Text excerpt:
--------

Ick. No way to turn it off, I suppose?

> > (I suppose I should try this myself.)
>
> Actually there's a similar regression test case in
> src/test/mb/sql/euc_jp.sql(expected result is
> src/test/mb/expected/euc_jp.sql).

--
Joel <rees@ddcom.co.jp>


Re: UTF-8 and LIKE vs =

From
Tatsuo Ishii
Date:
> > > I'm not sure what the settings would be, or if it's fully funtional
> > > yet.
> > > Maybe Tatsuo would know? (Hope he doesn't mind me CC-ing him.)
> > >
> > > So, what was the original language and text of the queries you started
> > > this thread with?
> >
> > Korean, but the database I was using has data in 10 different languages
> > in it, making any locale-specific collation useless.

I don't know exactly what kind of encodings you wish to use, but I
think MULE_INTERNAL might help you. It's actually mixture of various
encodings with encoding-prefix added to each letter.  For example if
you can mix KS5601 (Korean) and Japanese Kanji (JIS X0208) in a *same*
column. So if you don't have problem with sorting KS5601/JIS X0208
with C locale, you should not have problem with MULE_INTERNAL too in
theory.

Remaining problem is how to display the Korean-Japanese mixed string
in your client, but this is not PostgreSQL's problem, of
course. However you could write your own conversion function
MULE_INTERNAL <--> UTF-8, and might be able to solve the problem.

--------

Data supplied:

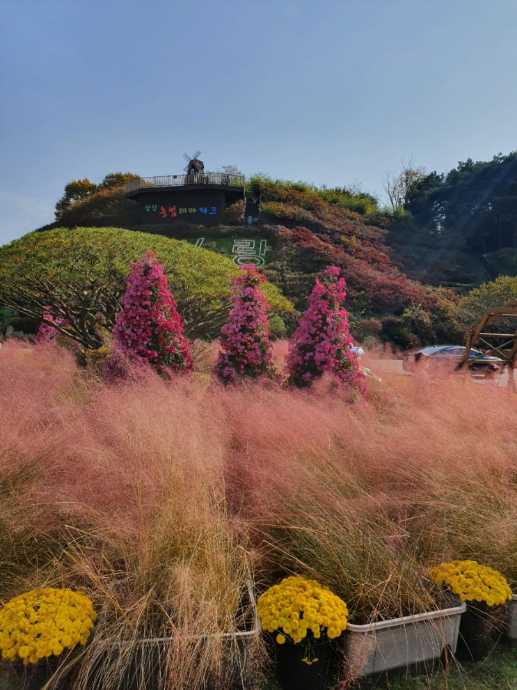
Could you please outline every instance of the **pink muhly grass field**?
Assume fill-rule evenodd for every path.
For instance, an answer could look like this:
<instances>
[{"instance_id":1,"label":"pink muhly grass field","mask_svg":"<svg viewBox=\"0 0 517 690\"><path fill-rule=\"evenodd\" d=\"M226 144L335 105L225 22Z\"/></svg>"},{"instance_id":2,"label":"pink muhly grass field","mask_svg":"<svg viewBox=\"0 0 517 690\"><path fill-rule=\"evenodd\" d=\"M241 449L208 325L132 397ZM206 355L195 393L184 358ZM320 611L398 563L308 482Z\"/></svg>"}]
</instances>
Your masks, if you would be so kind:
<instances>
[{"instance_id":1,"label":"pink muhly grass field","mask_svg":"<svg viewBox=\"0 0 517 690\"><path fill-rule=\"evenodd\" d=\"M285 350L275 344L277 361ZM477 557L517 583L515 396L463 377L388 373L367 379L367 398L353 402L326 385L225 389L153 373L106 385L62 348L8 343L2 479L36 468L19 499L28 519L45 505L47 515L127 537L148 535L164 505L175 520L207 524L218 506L230 531L254 535L264 581L279 524L319 525L353 550L354 524L367 524L387 563ZM324 563L299 570L319 567L332 583Z\"/></svg>"}]
</instances>

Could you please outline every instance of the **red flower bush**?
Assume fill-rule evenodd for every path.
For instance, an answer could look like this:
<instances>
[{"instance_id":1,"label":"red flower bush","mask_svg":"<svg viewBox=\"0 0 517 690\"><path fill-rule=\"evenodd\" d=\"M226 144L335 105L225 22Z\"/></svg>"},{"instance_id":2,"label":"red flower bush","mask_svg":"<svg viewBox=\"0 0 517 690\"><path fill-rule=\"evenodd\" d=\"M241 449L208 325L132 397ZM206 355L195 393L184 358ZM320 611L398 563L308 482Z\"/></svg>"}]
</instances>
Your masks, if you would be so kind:
<instances>
[{"instance_id":1,"label":"red flower bush","mask_svg":"<svg viewBox=\"0 0 517 690\"><path fill-rule=\"evenodd\" d=\"M119 360L127 359L166 376L189 370L192 359L182 333L183 322L167 277L154 254L148 251L133 265L127 279L122 310L113 327L111 368L118 368Z\"/></svg>"},{"instance_id":2,"label":"red flower bush","mask_svg":"<svg viewBox=\"0 0 517 690\"><path fill-rule=\"evenodd\" d=\"M241 267L241 274L232 279L232 306L228 322L221 329L221 345L214 373L228 385L244 377L271 378L269 322L261 285L265 277L252 265Z\"/></svg>"},{"instance_id":3,"label":"red flower bush","mask_svg":"<svg viewBox=\"0 0 517 690\"><path fill-rule=\"evenodd\" d=\"M342 303L346 283L340 269L328 266L319 274L309 306L289 342L285 358L289 383L310 386L325 372L347 385L362 387L364 375L349 330L348 313Z\"/></svg>"}]
</instances>

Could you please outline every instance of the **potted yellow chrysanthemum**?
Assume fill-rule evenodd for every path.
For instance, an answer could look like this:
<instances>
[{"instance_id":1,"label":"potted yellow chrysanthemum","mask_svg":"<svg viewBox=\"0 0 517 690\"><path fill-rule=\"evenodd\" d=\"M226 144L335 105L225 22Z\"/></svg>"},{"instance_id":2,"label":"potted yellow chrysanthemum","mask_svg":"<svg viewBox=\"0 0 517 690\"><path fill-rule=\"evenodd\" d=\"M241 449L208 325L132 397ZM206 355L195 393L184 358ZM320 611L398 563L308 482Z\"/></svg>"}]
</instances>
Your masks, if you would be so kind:
<instances>
[{"instance_id":1,"label":"potted yellow chrysanthemum","mask_svg":"<svg viewBox=\"0 0 517 690\"><path fill-rule=\"evenodd\" d=\"M498 570L475 560L452 560L431 570L436 582L465 602L456 655L461 661L482 659L504 629L511 590Z\"/></svg>"},{"instance_id":2,"label":"potted yellow chrysanthemum","mask_svg":"<svg viewBox=\"0 0 517 690\"><path fill-rule=\"evenodd\" d=\"M286 577L261 595L257 613L276 643L276 672L285 690L324 689L332 643L347 627L347 604L316 580Z\"/></svg>"},{"instance_id":3,"label":"potted yellow chrysanthemum","mask_svg":"<svg viewBox=\"0 0 517 690\"><path fill-rule=\"evenodd\" d=\"M88 597L70 589L44 587L14 597L0 609L2 659L33 667L37 676L51 673L49 660L84 645L96 617Z\"/></svg>"}]
</instances>

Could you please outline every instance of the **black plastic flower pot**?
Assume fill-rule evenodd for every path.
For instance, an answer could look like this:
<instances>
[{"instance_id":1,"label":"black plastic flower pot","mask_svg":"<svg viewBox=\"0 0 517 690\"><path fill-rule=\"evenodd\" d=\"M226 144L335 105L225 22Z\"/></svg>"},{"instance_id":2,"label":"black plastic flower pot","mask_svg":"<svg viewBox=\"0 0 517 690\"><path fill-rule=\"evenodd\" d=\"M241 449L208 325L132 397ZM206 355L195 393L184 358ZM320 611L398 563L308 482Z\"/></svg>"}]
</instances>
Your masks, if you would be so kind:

--------

Reproduce the part of the PostgreSQL mailing-list excerpt above from "Remaining problem is" up to and including "solve the problem.".

Remaining problem is how to display the Korean-Japanese mixed string
in your client, but this is not PostgreSQL's problem, of
course. However you could write your own conversion function
MULE_INTERNAL <--> UTF-8, and might be able to solve the problem.